■ Given instruction: Copy out all the entries word for word.

Labeled-object pointing entries
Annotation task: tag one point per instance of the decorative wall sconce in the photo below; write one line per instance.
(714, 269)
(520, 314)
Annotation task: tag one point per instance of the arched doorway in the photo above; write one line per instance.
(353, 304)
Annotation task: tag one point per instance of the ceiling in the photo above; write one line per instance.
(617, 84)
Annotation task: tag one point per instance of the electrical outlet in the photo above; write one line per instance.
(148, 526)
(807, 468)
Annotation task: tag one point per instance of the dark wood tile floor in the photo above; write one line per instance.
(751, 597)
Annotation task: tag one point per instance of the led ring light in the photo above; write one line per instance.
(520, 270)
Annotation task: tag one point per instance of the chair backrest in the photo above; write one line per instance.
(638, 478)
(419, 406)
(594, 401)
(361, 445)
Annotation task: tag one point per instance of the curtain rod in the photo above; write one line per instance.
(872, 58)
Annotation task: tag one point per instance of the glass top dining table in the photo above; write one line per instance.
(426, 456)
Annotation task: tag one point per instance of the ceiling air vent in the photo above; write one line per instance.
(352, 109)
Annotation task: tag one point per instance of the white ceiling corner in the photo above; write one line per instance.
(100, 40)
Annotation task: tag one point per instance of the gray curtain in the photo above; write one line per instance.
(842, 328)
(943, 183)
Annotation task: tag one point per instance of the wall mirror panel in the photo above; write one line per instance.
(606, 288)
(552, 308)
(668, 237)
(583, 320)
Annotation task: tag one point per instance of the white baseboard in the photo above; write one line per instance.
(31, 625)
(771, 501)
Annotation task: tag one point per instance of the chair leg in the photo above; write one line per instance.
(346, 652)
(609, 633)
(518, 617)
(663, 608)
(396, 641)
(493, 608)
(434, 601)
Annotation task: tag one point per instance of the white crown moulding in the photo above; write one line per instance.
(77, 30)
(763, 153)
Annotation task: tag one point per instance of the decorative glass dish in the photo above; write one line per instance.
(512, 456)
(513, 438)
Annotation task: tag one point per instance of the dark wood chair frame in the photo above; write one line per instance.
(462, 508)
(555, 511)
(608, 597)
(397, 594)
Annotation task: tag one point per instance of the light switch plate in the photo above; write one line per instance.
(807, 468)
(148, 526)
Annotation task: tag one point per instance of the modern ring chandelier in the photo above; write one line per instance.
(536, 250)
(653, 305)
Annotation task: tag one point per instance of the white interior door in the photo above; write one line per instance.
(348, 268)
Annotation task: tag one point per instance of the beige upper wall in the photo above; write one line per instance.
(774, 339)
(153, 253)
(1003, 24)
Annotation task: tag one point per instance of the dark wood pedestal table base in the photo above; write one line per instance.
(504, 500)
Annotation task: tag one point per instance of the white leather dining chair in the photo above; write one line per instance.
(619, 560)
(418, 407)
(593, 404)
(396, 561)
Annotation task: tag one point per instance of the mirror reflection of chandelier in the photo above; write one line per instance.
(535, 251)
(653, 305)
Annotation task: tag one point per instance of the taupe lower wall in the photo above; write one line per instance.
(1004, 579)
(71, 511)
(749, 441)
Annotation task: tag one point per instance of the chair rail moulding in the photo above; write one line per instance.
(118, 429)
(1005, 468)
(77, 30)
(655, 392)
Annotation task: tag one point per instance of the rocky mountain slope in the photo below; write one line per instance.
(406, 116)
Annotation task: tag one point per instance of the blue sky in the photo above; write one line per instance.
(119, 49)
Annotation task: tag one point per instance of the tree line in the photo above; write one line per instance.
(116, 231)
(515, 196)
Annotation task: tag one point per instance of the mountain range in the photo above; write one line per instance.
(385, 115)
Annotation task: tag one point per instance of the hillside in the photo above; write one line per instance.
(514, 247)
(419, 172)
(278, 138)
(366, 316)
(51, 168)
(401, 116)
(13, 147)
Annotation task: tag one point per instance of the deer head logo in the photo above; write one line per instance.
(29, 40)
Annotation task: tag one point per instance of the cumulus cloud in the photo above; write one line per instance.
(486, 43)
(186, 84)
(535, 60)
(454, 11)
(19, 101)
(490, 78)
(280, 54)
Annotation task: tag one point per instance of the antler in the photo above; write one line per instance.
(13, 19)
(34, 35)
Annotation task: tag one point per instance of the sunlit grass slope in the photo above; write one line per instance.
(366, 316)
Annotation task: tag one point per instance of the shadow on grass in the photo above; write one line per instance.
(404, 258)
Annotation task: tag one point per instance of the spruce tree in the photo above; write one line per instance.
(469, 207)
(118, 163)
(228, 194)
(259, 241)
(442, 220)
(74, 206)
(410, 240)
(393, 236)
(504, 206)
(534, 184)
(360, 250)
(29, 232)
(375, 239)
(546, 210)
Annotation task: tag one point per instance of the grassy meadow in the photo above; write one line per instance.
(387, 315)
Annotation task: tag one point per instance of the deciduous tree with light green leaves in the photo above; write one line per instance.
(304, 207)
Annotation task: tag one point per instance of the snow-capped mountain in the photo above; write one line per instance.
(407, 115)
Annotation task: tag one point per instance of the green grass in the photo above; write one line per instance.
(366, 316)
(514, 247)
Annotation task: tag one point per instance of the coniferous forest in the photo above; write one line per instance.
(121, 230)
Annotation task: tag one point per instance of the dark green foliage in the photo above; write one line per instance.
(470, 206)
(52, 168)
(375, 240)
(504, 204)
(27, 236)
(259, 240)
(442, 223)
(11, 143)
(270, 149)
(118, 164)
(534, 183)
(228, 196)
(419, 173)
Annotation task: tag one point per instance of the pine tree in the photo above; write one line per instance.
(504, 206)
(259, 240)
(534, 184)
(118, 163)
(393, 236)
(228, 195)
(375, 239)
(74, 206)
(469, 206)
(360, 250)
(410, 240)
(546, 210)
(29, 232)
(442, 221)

■ Task solution:
Annotation task: tag one point per instance of the decorative wall sconce in the photo below; write one line per instance.
(714, 269)
(520, 314)
Annotation task: tag one point per instance of the arched doorway in the photo above; write one line per instance.
(353, 304)
Annotation task: tag one point per instance of the ceiling in the photo above; write one line per instance.
(617, 84)
Annotation task: tag one point per instance of the electrical outlet in the photo above; write one line per instance.
(148, 526)
(807, 468)
Annotation task: tag one point per instance of the dark wood tile floor in the photo above; write one line per instance.
(751, 597)
Annotation task: tag one point per instance of the led ring light in the photo above; write one line per instance.
(520, 270)
Annotation task: tag one point per instance of the chair backrest in the photo above; write one line per instance.
(638, 478)
(419, 406)
(594, 401)
(361, 445)
Annotation task: tag one point per instance of the curtain rod in the photo above; write one line per instance.
(872, 58)
Annotation task: tag one point per instance of the glass top dining table in the photo above; write one line per instance.
(426, 456)
Annotation task: tag one point per instance of the ceiling air vent in the photo above; write one line per instance.
(352, 109)
Annotation task: tag one point per instance of the white ceiling corner in the photo above; write one line per instance.
(100, 40)
Annotation task: tag one point per instance of the gray curtain in the photo above; write one line per instance.
(842, 328)
(943, 183)
Annotation task: tag one point per instance of the wall mirror panel in the photo above; write one line per instance.
(606, 288)
(552, 308)
(668, 237)
(583, 320)
Annotation task: tag one point per instance of the white baseboard in the photo above; write one line per instance.
(31, 625)
(771, 501)
Annotation task: tag one point per instance of the chair leg in the photo above; write one line per instance.
(346, 652)
(609, 633)
(518, 617)
(663, 608)
(396, 641)
(493, 608)
(434, 601)
Annotation task: tag one point per instance of the white crown moulding in the photo above; write one line per instance.
(77, 30)
(763, 153)
Annotation task: tag one point per instance of the decorative glass dish in the photo above; write one line per instance.
(512, 456)
(513, 438)
Annotation task: tag one point per instance of the dark wood chair frame in the photo above; write one line per instance.
(462, 508)
(555, 511)
(608, 597)
(397, 594)
Annotation task: tag one point per instance of the light switch plate in the photo above; write one line per instance.
(807, 468)
(148, 526)
Annotation task: tag one point per instance of the modern ring chandelier in the photo above; write one line per instance.
(536, 250)
(653, 305)
Annotation task: tag one point per instance of the white interior door in the photo above; write one line per instance.
(348, 268)
Annotation task: tag one point per instance of the beige upper wall in the photo above; write one line per instance.
(774, 339)
(153, 253)
(1003, 24)
Annotation task: tag one point per instance of the dark wood pedestal table base in the photo above; write one line per instance.
(504, 500)
Annotation task: tag one point per instance of the white leather dining chair in the photo above; write one line per instance.
(619, 560)
(418, 407)
(593, 404)
(396, 561)
Annotation task: tag one point per instance of the mirror reflection of chandelier in the photo above; write one line per instance.
(535, 251)
(653, 305)
Annotation task: tag one point per instance of the taupe lower wall in the photo above; write one line per instance.
(1004, 579)
(71, 511)
(749, 441)
Annotation task: tag one point per instance of the chair rail moulding in the photo above; write one line per instance.
(118, 429)
(1005, 468)
(77, 30)
(655, 392)
Annotation task: tag one point per instance of the rocky mountain slope in the photo below; write one line per instance.
(406, 116)
Annotation task: tag one point per instance of the blue sky in the photo above; write one line per instance.
(119, 49)
Annotation task: tag one point per instance of the tree line in the photo above; write one line per instance.
(116, 231)
(515, 196)
Annotation task: tag one point per instance of the mountain range in the photo above; write one line per instance.
(385, 115)
Annotation task: tag one point per instance of the hillside in the photo above; write one line per instance.
(514, 247)
(419, 172)
(278, 138)
(366, 316)
(51, 168)
(401, 116)
(13, 147)
Annotation task: tag one point per instance of the deer head logo in the photo above; write one line per instance.
(29, 40)
Annotation task: tag one point per instance of the cumulus cloud in the photo above; write one line per instance.
(486, 43)
(186, 84)
(535, 60)
(454, 11)
(19, 101)
(490, 78)
(280, 54)
Annotation task: tag one point per instance of the antler in the photo above; write one line per instance.
(13, 19)
(34, 35)
Annotation task: tag one point per instance of the sunlit grass slope in the photo above; write one line per instance.
(366, 316)
Annotation task: tag one point per instance of the shadow on grass in the photo above; write one line per instance.
(404, 258)
Annotation task: tag one point per instance of the spruce tree in the photo above; write one line per instance.
(469, 207)
(118, 163)
(228, 194)
(259, 241)
(442, 220)
(74, 206)
(410, 240)
(393, 236)
(504, 206)
(534, 184)
(360, 250)
(29, 232)
(375, 239)
(546, 210)
Annotation task: tag one point per instance of the grassy meadow in the photo above; write one line per instance.
(387, 315)
Annotation task: tag one point per instance of the deciduous tree with light green leaves in the photo above; write one line per instance.
(304, 207)
Annotation task: tag one point per instance of the snow-capped mountain in the photo above; write one line per instance.
(407, 115)
Annotation task: tag one point per instance of the green grass in the photo above; write one line per instance.
(366, 316)
(514, 247)
Annotation task: tag one point per instance of the coniferous forest in the photo above; write one line per instance.
(121, 230)
Annotation task: tag one point per instance of the dark green foliage in the photo above; write one line per instance.
(470, 206)
(52, 168)
(375, 240)
(504, 204)
(27, 236)
(259, 240)
(442, 223)
(11, 143)
(270, 149)
(118, 164)
(534, 183)
(228, 196)
(419, 173)
Annotation task: tag one point per instance of the pine tree in the photo above; write one line per instance.
(504, 206)
(259, 240)
(534, 184)
(118, 163)
(393, 236)
(228, 195)
(375, 239)
(74, 206)
(469, 206)
(360, 250)
(410, 240)
(546, 210)
(29, 232)
(442, 221)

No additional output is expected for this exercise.